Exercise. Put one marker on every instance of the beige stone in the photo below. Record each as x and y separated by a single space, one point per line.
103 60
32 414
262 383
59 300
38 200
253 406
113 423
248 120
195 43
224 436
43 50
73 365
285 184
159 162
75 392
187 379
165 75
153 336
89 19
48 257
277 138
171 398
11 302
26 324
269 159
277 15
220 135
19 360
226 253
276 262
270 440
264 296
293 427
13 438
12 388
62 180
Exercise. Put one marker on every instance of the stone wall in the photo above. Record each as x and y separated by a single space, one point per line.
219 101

## What you are asked to do
Turn every line of the rows above into a numbered list, leaving out any blank lines.

## Result
1. Exercise. Put one marker on every instance of the beige stone in the photo below. Record each as x and y separated by a single space, one point per line.
2. 103 60
3. 32 414
4. 262 383
5. 59 300
6. 38 200
7. 253 406
8. 113 423
9. 248 120
10. 195 43
11. 224 436
12. 43 50
13. 73 365
14. 285 184
15. 159 162
16. 75 392
17. 187 379
18. 165 75
19. 153 336
20. 89 19
21. 48 257
22. 277 138
23. 171 398
24. 11 302
25. 26 324
26. 269 159
27. 277 15
28. 220 135
29. 19 360
30. 226 253
31. 276 262
32. 270 440
33. 264 296
34. 293 427
35. 13 438
36. 12 388
37. 62 180
38. Exercise. Put one marker on every instance of the stone wall in the photo above. Record each as x and y separated by a single space, one point per line.
39. 219 101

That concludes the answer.